In the text below on iron balance in rhinoceroses, turn the paragraph beginning "All rhinoceros species are endangered" into a short bulleted list that keeps its main facts.

● **TEXT SHOWN**
■ ■ ■ ■ ■
Regulation of Iron Balance in Four Species of Rhinoceroses
American Association of Zoo Veterinarians Conference 2008
Rose Linzmeier1, PhD; Matthew Hakimi1; Elizabeta Nemeth1, PhD; Tomas Ganz1, PhD, MD; Donald E. Paglia2, MD
1Department of Medicine, and 2UCLA Hematology Research Laboratory, Department of Pathology and Laboratory Medicine, David Geffen School of Medicine, University of California, Los Angeles, CA, USA


All rhinoceros species are endangered by encroachment and poaching in their natural habitats. In captivity, the health and longevity of African black (Diceros bicornis) and Sumatran (Dicerorhinus sumatrensis) species are further threatened by progressive development of pathologically extreme iron overloads.2,4,5 By contrast, African white (Ceratotherium simum) and Asian greater one-horned (Indian) (Rhinoceros unicornis) species exhibit no evidence of iron-storage disorder in captivity.2,4,5 This distinct clinical disparity between browser and grazer rhinoceros species might be explained by evolutionary differences in the mechanisms by which they assimilate dietary iron and/or regulate its subsequent balance.3

Recent advances in studies of iron homeostasis have identified molecular mechanisms involved in the pathogenesis of human iron disorders. Since these regulatory pathways are highly conserved in mammals, those in rhinoceroses are likely to be similar. The phenotype of iron loading in black rhinoceroses is characterized by extensive iron deposition in various organs, and by serum transferrin saturations and ferritin concentrations that are markedly elevated over those of free-ranging black rhinos or captive white rhinos.4,5 This disorder resembles certain forms of human hereditary hemochromatoses, which are now known to be caused either by deficiency of the key iron regulatory hormone hepcidin, or by resistance to hepcidin. Hepcidin controls iron homeostasis by blocking the absorption of iron from the diet, the release of iron from macrophages recycling old red blood cells and the mobilization of iron from stores in the liver. Hepcidin acts by causing the internalization and degradation of its receptor, ferroportin, the sole channel for egress of intracellular iron into plasma from enterocytes, hepatocytes, macrophages, and placental trophoblast.3 In humans, hepcidin deficiency or resistance to hepcidin causes excessive iron absorption and deposition of iron in the liver and other tissues. Hepcidin deficiency results either from autosomal recessive mutations in the hepcidin gene itself or in genes encoding hepcidin regulators: hemojuvelin, transferrin receptor 2 (TfR2), and the hemochromatosis gene, HFE. Hepcidin resistance results from autosomal dominant mutations in the hepcidin receptor, ferroportin.

Our experimental approach compared regulatory gene sequences from both affected and unaffected rhinoceros species to search for possible underlying molecular defect(s). Previously, no differences were found in the sequences of rhinoceros HFE genes between affected and unaffected species,1 but sequences for other iron-related genes in rhinoceroses were not known. In this study, DNA was extracted from peripheral blood samples from all four available rhino species, and genes encoding hepcidin, ferroportin, hemojuvelin, TfR2 and HFE were cloned and analyzed by PCR amplification based on conserved regions of related species (horse and dog).
■ ■ ■ ■ ■
● **DATA LISTING**
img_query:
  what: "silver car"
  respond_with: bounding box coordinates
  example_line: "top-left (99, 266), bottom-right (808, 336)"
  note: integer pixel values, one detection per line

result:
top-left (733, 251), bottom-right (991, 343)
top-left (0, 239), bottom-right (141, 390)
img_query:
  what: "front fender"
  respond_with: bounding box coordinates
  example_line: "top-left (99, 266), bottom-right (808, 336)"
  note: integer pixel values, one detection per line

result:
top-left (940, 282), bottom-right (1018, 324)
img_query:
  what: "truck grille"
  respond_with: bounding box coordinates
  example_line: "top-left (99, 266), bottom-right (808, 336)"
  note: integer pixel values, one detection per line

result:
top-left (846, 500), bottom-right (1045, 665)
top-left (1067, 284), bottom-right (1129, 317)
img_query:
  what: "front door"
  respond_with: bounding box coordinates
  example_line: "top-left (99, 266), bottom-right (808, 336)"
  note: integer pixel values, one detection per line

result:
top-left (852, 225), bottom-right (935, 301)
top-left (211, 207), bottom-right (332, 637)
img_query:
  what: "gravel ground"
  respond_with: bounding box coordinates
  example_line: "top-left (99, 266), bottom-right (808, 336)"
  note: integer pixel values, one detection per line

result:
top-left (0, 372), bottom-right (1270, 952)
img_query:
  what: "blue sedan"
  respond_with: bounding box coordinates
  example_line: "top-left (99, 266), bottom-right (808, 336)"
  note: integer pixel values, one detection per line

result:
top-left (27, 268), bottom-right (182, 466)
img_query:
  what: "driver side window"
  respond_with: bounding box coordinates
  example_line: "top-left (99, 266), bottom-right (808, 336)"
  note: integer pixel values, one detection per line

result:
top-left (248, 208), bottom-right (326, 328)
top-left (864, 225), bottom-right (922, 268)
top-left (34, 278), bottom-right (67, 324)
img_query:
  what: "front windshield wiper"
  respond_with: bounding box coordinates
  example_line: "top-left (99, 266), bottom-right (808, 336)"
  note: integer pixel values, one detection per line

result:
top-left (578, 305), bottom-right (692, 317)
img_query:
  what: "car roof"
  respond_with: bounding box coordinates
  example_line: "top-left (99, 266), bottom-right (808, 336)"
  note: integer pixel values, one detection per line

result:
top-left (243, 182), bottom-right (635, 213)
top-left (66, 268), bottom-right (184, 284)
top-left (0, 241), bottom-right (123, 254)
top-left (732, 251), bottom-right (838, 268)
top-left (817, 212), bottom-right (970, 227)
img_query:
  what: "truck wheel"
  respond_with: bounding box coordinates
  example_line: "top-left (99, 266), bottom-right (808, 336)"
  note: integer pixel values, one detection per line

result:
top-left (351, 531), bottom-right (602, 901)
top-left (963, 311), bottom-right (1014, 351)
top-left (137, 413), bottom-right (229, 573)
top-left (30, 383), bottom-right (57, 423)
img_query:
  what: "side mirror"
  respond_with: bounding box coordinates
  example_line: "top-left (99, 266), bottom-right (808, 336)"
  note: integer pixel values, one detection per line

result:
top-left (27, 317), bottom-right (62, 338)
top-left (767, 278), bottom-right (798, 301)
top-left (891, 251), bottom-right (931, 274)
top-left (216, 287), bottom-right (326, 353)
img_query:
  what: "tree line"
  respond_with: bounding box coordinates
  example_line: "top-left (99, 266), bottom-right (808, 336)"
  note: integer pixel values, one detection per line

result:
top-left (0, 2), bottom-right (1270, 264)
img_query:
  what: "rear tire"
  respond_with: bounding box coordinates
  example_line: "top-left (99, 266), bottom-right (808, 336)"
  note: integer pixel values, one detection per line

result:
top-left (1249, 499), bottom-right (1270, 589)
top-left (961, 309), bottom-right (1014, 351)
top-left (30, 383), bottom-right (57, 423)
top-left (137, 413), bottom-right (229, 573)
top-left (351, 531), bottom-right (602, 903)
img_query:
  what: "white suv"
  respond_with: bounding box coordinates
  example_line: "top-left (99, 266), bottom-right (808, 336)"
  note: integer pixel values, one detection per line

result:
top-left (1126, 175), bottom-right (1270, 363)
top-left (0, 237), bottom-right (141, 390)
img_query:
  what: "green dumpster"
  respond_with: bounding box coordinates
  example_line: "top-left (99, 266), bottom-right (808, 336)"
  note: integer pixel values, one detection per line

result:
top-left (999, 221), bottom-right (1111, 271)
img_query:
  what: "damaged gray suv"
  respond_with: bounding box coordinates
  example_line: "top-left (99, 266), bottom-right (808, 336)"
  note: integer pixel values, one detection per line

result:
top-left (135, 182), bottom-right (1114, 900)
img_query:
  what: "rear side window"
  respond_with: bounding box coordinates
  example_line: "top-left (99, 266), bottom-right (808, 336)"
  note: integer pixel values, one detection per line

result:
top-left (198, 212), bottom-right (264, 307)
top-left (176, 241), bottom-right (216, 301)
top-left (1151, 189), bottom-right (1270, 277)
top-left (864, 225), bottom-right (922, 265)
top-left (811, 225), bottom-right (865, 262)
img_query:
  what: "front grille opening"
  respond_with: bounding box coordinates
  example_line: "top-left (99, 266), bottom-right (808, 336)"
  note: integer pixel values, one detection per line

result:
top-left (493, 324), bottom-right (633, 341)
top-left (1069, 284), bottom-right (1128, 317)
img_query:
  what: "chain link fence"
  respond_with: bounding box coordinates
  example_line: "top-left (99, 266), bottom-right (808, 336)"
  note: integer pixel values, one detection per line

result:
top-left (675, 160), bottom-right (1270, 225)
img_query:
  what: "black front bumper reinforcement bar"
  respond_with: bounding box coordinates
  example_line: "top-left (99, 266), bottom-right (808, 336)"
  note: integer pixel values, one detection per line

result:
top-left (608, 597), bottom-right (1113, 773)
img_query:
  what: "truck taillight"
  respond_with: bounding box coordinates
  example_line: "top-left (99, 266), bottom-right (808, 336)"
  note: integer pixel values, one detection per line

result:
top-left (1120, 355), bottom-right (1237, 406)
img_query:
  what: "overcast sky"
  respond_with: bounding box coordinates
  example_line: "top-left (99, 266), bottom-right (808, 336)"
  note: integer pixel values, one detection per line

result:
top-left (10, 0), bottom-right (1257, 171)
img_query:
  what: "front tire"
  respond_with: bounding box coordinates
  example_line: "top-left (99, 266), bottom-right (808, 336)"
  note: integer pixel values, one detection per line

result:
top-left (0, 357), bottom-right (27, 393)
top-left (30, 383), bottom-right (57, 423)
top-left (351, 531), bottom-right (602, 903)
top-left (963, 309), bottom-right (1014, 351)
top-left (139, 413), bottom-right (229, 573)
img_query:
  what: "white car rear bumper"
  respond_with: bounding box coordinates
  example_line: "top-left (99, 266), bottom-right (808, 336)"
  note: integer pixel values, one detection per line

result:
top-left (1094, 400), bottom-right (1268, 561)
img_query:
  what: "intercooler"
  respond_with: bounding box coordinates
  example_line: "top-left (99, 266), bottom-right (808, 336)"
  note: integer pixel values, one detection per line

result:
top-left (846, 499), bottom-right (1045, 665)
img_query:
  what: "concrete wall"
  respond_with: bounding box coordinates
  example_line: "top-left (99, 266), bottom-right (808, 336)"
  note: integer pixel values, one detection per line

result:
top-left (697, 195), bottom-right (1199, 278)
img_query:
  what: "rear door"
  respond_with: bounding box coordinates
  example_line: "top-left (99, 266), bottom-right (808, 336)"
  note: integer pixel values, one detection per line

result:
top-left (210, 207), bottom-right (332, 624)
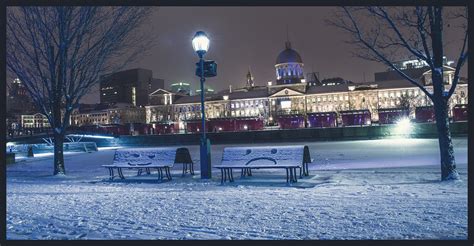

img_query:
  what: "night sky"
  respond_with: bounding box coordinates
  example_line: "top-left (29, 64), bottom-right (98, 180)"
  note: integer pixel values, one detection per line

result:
top-left (55, 7), bottom-right (467, 103)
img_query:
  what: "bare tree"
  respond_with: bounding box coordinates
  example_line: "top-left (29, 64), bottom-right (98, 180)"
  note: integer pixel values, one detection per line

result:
top-left (328, 6), bottom-right (468, 180)
top-left (7, 6), bottom-right (150, 175)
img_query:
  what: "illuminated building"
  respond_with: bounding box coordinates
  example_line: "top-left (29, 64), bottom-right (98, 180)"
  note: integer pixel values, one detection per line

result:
top-left (100, 68), bottom-right (164, 107)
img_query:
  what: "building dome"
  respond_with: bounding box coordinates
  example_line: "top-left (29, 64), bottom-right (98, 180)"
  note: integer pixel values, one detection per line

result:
top-left (276, 42), bottom-right (303, 64)
top-left (275, 41), bottom-right (304, 85)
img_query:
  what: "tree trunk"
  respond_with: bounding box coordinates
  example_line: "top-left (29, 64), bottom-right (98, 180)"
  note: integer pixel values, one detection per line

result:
top-left (54, 133), bottom-right (66, 175)
top-left (434, 99), bottom-right (459, 181)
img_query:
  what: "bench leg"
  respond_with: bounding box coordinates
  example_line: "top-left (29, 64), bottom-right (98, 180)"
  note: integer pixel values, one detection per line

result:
top-left (229, 168), bottom-right (234, 182)
top-left (290, 167), bottom-right (294, 183)
top-left (156, 167), bottom-right (163, 180)
top-left (293, 167), bottom-right (298, 183)
top-left (165, 167), bottom-right (171, 180)
top-left (221, 168), bottom-right (224, 184)
top-left (109, 167), bottom-right (114, 180)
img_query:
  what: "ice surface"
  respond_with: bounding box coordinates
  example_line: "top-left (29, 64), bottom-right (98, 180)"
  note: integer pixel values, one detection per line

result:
top-left (7, 138), bottom-right (467, 239)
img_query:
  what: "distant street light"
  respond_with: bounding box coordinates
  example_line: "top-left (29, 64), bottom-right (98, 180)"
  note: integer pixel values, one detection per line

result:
top-left (192, 31), bottom-right (217, 179)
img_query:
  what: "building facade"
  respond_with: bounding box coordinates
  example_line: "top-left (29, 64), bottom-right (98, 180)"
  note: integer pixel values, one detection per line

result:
top-left (146, 42), bottom-right (468, 133)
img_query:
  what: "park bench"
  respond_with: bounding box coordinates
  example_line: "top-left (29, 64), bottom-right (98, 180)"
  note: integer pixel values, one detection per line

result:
top-left (102, 147), bottom-right (194, 180)
top-left (214, 145), bottom-right (312, 184)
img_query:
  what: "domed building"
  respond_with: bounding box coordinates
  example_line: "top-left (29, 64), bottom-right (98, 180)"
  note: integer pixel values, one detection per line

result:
top-left (275, 41), bottom-right (304, 85)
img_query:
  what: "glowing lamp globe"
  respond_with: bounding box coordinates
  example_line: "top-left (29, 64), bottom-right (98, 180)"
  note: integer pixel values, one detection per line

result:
top-left (192, 31), bottom-right (209, 54)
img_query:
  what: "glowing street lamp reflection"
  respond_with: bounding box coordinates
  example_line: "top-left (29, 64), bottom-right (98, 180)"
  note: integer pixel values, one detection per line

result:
top-left (393, 118), bottom-right (413, 137)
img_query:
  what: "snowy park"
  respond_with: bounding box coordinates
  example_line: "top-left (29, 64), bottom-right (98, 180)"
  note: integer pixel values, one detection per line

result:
top-left (6, 138), bottom-right (468, 240)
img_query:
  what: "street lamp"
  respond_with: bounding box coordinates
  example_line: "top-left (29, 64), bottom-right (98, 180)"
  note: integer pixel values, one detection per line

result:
top-left (192, 31), bottom-right (217, 179)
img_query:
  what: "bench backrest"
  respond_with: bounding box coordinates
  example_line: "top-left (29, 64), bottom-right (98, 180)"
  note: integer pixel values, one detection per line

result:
top-left (221, 145), bottom-right (311, 167)
top-left (113, 147), bottom-right (191, 165)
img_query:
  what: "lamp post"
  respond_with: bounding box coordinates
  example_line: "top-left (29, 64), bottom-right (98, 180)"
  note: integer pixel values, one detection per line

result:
top-left (192, 31), bottom-right (216, 179)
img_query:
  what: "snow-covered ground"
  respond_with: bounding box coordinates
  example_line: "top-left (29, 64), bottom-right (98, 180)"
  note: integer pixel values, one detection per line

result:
top-left (7, 138), bottom-right (467, 239)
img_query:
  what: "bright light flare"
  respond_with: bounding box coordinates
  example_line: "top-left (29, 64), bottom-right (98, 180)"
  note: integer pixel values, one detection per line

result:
top-left (192, 31), bottom-right (210, 53)
top-left (68, 134), bottom-right (114, 139)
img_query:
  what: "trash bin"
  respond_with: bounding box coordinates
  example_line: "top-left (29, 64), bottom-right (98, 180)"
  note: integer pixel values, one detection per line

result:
top-left (6, 152), bottom-right (15, 164)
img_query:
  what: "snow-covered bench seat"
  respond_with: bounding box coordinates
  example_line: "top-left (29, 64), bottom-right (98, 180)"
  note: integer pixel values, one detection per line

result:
top-left (214, 145), bottom-right (312, 183)
top-left (102, 147), bottom-right (194, 180)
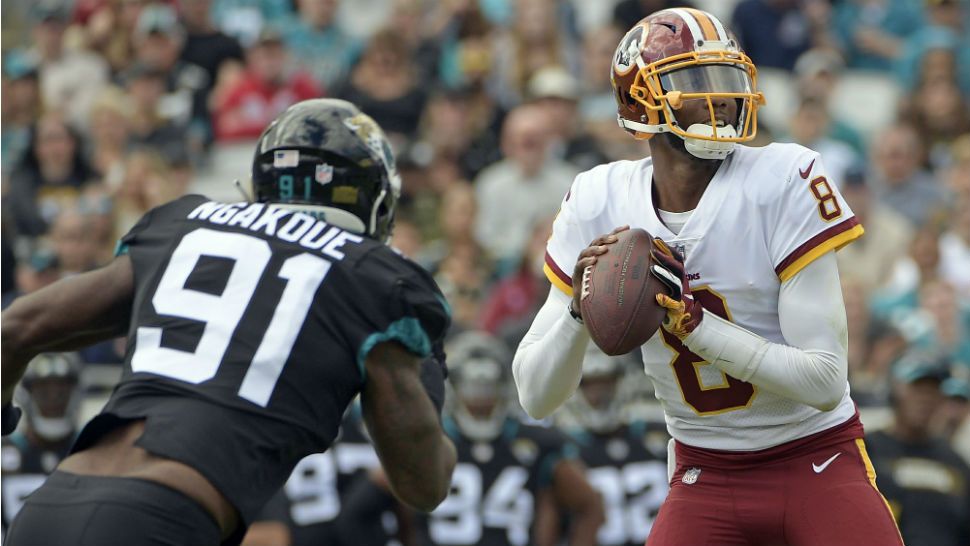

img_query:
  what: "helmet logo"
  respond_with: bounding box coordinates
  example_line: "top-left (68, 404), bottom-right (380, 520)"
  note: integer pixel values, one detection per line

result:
top-left (273, 150), bottom-right (300, 168)
top-left (613, 25), bottom-right (647, 75)
top-left (313, 163), bottom-right (333, 186)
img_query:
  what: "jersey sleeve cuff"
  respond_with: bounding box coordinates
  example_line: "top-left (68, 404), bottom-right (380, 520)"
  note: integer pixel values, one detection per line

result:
top-left (542, 252), bottom-right (573, 297)
top-left (357, 317), bottom-right (431, 377)
top-left (775, 216), bottom-right (865, 282)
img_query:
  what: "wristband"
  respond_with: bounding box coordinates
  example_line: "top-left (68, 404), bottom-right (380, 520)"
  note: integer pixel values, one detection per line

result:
top-left (566, 300), bottom-right (583, 324)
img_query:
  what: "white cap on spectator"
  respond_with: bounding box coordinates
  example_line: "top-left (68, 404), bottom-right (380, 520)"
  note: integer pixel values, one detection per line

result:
top-left (135, 5), bottom-right (182, 36)
top-left (528, 66), bottom-right (579, 101)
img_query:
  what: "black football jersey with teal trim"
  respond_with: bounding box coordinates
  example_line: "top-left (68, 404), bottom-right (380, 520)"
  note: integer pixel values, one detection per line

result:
top-left (75, 195), bottom-right (449, 523)
top-left (418, 419), bottom-right (577, 546)
top-left (0, 432), bottom-right (74, 530)
top-left (569, 422), bottom-right (670, 546)
top-left (866, 430), bottom-right (970, 546)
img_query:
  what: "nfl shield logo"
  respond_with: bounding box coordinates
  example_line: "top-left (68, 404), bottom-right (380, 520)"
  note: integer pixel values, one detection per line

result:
top-left (674, 243), bottom-right (687, 261)
top-left (313, 163), bottom-right (333, 186)
top-left (680, 468), bottom-right (701, 485)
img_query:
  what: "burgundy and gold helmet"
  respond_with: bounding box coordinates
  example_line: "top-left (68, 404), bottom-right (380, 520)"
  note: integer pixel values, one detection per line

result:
top-left (610, 8), bottom-right (765, 159)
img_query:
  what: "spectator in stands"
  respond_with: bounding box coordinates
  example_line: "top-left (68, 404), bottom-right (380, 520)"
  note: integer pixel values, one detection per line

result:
top-left (33, 2), bottom-right (108, 127)
top-left (832, 0), bottom-right (924, 72)
top-left (905, 78), bottom-right (970, 169)
top-left (417, 184), bottom-right (494, 331)
top-left (528, 66), bottom-right (608, 171)
top-left (337, 28), bottom-right (428, 145)
top-left (87, 87), bottom-right (132, 185)
top-left (4, 112), bottom-right (94, 236)
top-left (795, 48), bottom-right (866, 153)
top-left (871, 125), bottom-right (945, 226)
top-left (213, 27), bottom-right (320, 141)
top-left (134, 4), bottom-right (211, 155)
top-left (212, 0), bottom-right (294, 47)
top-left (0, 51), bottom-right (41, 175)
top-left (481, 216), bottom-right (553, 338)
top-left (124, 63), bottom-right (189, 161)
top-left (284, 0), bottom-right (364, 90)
top-left (840, 276), bottom-right (888, 406)
top-left (179, 0), bottom-right (243, 95)
top-left (11, 246), bottom-right (61, 298)
top-left (579, 25), bottom-right (620, 135)
top-left (788, 96), bottom-right (861, 183)
top-left (489, 0), bottom-right (580, 110)
top-left (835, 165), bottom-right (913, 288)
top-left (940, 378), bottom-right (970, 464)
top-left (731, 0), bottom-right (826, 70)
top-left (940, 200), bottom-right (970, 298)
top-left (3, 353), bottom-right (82, 531)
top-left (81, 0), bottom-right (148, 74)
top-left (50, 208), bottom-right (101, 275)
top-left (895, 0), bottom-right (970, 94)
top-left (114, 148), bottom-right (186, 236)
top-left (475, 105), bottom-right (577, 262)
top-left (866, 353), bottom-right (970, 546)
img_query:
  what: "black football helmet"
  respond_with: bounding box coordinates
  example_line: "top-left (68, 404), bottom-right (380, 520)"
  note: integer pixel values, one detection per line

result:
top-left (252, 99), bottom-right (401, 242)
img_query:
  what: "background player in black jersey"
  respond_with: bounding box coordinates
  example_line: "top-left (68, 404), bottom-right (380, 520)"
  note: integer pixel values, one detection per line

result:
top-left (0, 353), bottom-right (81, 531)
top-left (557, 343), bottom-right (670, 546)
top-left (866, 353), bottom-right (970, 546)
top-left (2, 99), bottom-right (455, 545)
top-left (419, 332), bottom-right (603, 546)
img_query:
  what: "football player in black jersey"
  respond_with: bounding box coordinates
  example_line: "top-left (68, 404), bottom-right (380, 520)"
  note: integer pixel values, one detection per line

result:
top-left (0, 353), bottom-right (81, 530)
top-left (2, 99), bottom-right (455, 545)
top-left (558, 343), bottom-right (670, 546)
top-left (419, 332), bottom-right (603, 546)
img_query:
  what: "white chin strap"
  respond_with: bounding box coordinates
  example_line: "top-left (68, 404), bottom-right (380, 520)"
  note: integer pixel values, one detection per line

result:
top-left (617, 116), bottom-right (738, 159)
top-left (684, 123), bottom-right (738, 159)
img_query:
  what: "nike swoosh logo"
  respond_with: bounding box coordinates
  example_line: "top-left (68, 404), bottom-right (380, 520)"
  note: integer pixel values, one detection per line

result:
top-left (812, 451), bottom-right (842, 474)
top-left (798, 159), bottom-right (815, 179)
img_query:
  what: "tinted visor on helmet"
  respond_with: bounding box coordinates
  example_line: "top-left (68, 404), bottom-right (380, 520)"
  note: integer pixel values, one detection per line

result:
top-left (660, 64), bottom-right (752, 95)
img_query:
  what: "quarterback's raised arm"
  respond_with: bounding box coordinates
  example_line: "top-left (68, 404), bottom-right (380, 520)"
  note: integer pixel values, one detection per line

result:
top-left (361, 342), bottom-right (456, 512)
top-left (672, 252), bottom-right (848, 411)
top-left (512, 286), bottom-right (589, 419)
top-left (0, 256), bottom-right (135, 404)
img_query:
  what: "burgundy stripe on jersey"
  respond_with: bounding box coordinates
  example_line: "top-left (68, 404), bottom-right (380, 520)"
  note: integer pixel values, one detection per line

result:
top-left (546, 251), bottom-right (573, 286)
top-left (775, 216), bottom-right (859, 275)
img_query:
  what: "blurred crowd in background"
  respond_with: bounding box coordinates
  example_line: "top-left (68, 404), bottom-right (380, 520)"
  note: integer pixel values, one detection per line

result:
top-left (2, 0), bottom-right (970, 540)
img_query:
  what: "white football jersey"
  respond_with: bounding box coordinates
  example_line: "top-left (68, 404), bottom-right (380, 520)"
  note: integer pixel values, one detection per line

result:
top-left (545, 144), bottom-right (863, 450)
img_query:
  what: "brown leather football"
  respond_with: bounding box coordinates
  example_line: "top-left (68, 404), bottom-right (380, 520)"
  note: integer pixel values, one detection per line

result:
top-left (580, 229), bottom-right (667, 355)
■ ■ ■ ■ ■
● **EXPECTED ANSWER**
- All rhinoceros species are endangered by encroachment and poaching in their natural habitats.
- In captivity, African black (Diceros bicornis) and Sumatran (Dicerorhinus sumatrensis) rhinoceroses develop progressive, pathologically extreme iron overloads.
- African white (Ceratotherium simum) and Asian greater one-horned (Indian) (Rhinoceros unicornis) rhinoceroses show no sign of iron-storage disorder in captivity.
- This difference between browser and grazer species might come from evolutionary differences in how they absorb dietary iron and/or regulate iron balance.